** begin PROVIDED DATA **
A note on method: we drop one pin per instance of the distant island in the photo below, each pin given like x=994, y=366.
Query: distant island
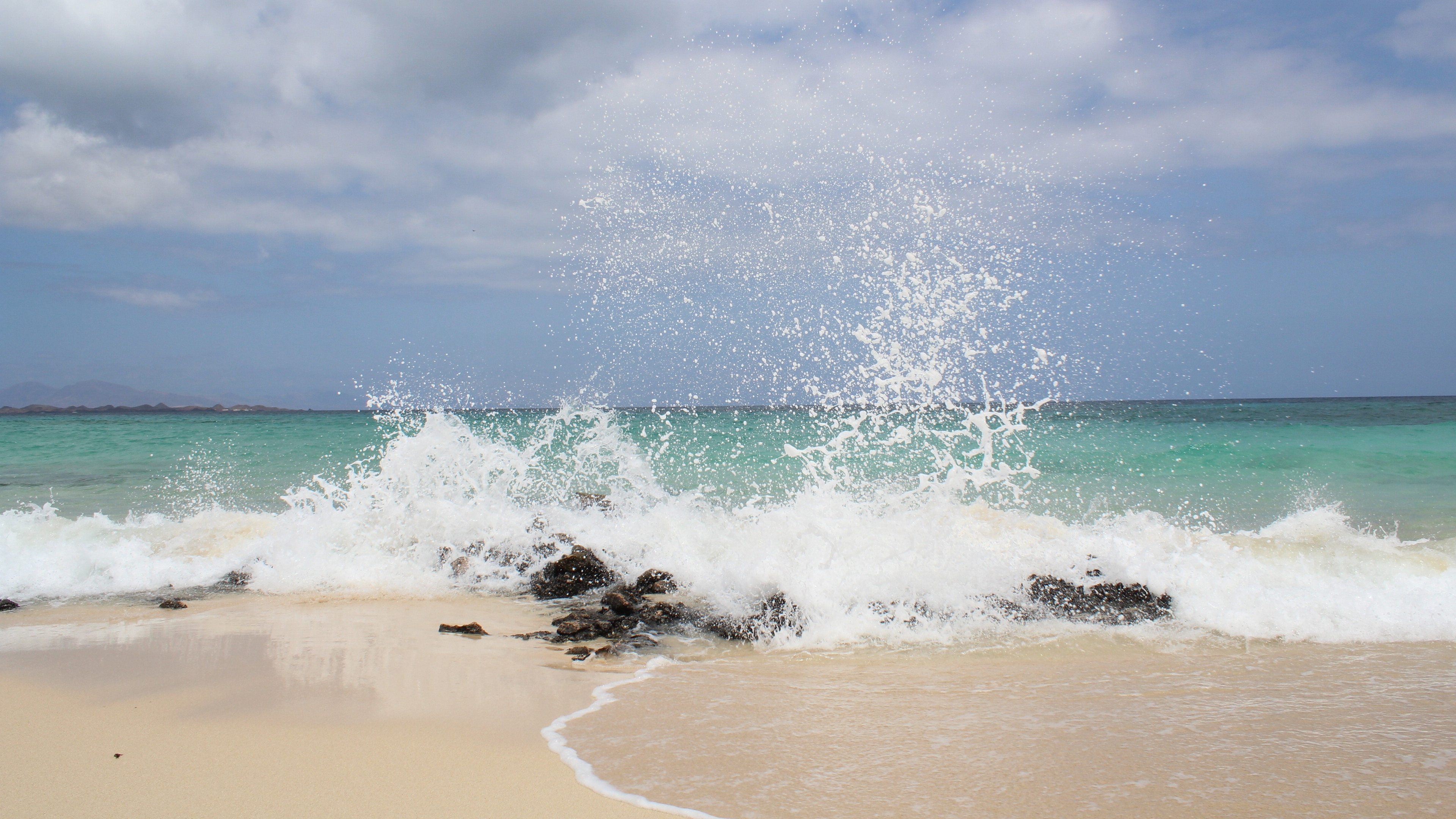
x=159, y=407
x=105, y=397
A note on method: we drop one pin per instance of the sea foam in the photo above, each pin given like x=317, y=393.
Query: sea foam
x=875, y=563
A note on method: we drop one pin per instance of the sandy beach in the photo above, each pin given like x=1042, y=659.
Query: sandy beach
x=287, y=706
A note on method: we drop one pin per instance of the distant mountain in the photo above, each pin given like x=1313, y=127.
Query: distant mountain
x=101, y=394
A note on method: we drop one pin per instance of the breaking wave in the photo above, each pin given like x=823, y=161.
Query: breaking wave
x=890, y=557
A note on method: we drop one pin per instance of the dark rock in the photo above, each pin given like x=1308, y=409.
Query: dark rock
x=466, y=629
x=654, y=582
x=237, y=577
x=574, y=627
x=775, y=614
x=1103, y=602
x=664, y=614
x=618, y=602
x=593, y=500
x=576, y=573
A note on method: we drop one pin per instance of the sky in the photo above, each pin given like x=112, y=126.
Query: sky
x=637, y=202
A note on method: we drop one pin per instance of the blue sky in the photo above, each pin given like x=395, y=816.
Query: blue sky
x=287, y=202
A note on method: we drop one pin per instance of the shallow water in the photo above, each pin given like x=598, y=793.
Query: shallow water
x=1310, y=549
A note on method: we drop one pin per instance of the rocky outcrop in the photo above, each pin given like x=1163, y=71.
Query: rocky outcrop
x=237, y=579
x=1103, y=602
x=466, y=629
x=593, y=500
x=571, y=575
x=628, y=617
x=772, y=615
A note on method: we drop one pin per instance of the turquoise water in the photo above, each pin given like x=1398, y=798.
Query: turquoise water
x=1391, y=463
x=1301, y=519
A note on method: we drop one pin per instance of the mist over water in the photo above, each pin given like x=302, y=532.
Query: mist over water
x=892, y=334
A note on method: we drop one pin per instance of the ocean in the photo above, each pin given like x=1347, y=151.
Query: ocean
x=1308, y=549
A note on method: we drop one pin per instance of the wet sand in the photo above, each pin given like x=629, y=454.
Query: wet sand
x=1072, y=725
x=255, y=706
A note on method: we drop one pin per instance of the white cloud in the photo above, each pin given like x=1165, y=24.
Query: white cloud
x=1426, y=31
x=447, y=135
x=1430, y=221
x=155, y=298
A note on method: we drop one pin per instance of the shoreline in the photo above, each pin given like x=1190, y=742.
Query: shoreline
x=290, y=706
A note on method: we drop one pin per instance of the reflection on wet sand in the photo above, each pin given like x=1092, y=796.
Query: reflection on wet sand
x=1084, y=723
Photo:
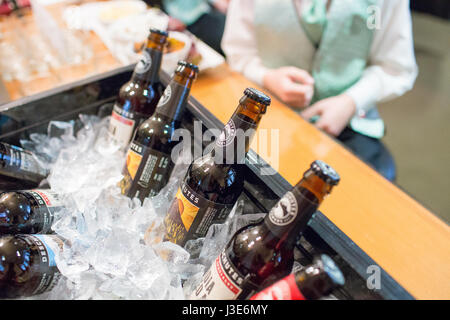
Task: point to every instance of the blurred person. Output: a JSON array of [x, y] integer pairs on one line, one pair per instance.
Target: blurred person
[[330, 61], [204, 18]]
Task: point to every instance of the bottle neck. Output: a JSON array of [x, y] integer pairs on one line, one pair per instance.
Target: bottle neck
[[172, 103], [313, 286], [236, 137], [148, 66], [291, 215]]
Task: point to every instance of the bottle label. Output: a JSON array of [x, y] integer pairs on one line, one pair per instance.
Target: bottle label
[[47, 245], [285, 211], [234, 140], [121, 125], [49, 202], [221, 282], [144, 64], [21, 160], [146, 171], [291, 214], [191, 215], [172, 101], [285, 289], [227, 135]]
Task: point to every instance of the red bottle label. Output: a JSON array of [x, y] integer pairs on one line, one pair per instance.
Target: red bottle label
[[285, 289]]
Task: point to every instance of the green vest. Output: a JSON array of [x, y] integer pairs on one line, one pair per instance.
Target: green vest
[[341, 42]]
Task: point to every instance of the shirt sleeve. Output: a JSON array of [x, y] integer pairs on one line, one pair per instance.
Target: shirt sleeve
[[239, 42], [392, 67]]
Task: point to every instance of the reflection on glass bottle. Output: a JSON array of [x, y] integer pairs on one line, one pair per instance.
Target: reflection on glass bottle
[[213, 182], [138, 97], [149, 162], [262, 253]]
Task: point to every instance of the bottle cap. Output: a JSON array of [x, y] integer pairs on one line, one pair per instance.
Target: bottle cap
[[161, 32], [257, 96], [325, 172], [189, 65]]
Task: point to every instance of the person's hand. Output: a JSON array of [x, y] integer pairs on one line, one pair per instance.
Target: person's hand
[[335, 113], [292, 85], [221, 5], [175, 25]]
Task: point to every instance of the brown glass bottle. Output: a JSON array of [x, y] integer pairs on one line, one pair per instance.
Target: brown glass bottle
[[149, 162], [214, 181], [138, 97], [27, 264], [311, 283], [19, 168], [262, 253], [28, 211]]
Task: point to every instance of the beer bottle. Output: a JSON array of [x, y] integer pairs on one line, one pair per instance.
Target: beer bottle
[[314, 282], [213, 182], [27, 264], [19, 168], [28, 212], [138, 97], [149, 162], [262, 253]]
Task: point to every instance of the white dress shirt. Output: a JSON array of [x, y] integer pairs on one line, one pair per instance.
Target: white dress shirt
[[391, 69]]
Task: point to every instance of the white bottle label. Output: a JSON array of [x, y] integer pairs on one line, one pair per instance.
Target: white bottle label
[[220, 282], [121, 127]]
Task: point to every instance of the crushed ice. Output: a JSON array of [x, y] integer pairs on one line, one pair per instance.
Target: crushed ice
[[114, 247]]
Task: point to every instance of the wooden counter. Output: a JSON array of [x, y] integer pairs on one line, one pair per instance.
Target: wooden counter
** end PROVIDED DATA **
● TASK BRIEF
Edit the rows from the very start through the line containing "x=105, y=397", inclusive, so that "distant island" becomes "remote island" and nothing else changes. Leave the pictures out of your answer.

● RESULT OF THE EXERCISE
A note on method: we drop one pin per instance of the remote island in the photo below, each pin given like x=994, y=366.
Query: remote island
x=159, y=407
x=105, y=397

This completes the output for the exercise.